» Exercise materials

[Start]

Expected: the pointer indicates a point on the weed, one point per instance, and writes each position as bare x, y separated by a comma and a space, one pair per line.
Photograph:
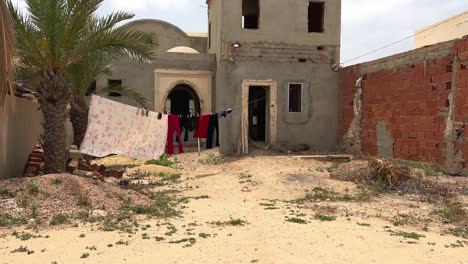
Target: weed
400, 220
324, 218
57, 181
34, 210
452, 212
32, 187
92, 248
297, 220
170, 177
162, 161
458, 232
5, 193
203, 235
122, 243
212, 159
172, 230
409, 235
232, 222
244, 175
190, 241
59, 219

[End]

» Exercise directions
Reproduce all entries without any change, and omit the pictures.

» Solution below
Expected: the pointer indicates a point on the weed, one point per instance, and writes each position as bare x, y separated by a comma and a space, one pair per line.
Photograph:
Target: weed
400, 220
324, 218
57, 181
34, 210
452, 212
32, 187
92, 248
297, 220
170, 177
162, 161
458, 232
5, 193
203, 235
122, 243
212, 159
172, 230
409, 235
232, 222
244, 175
190, 241
59, 219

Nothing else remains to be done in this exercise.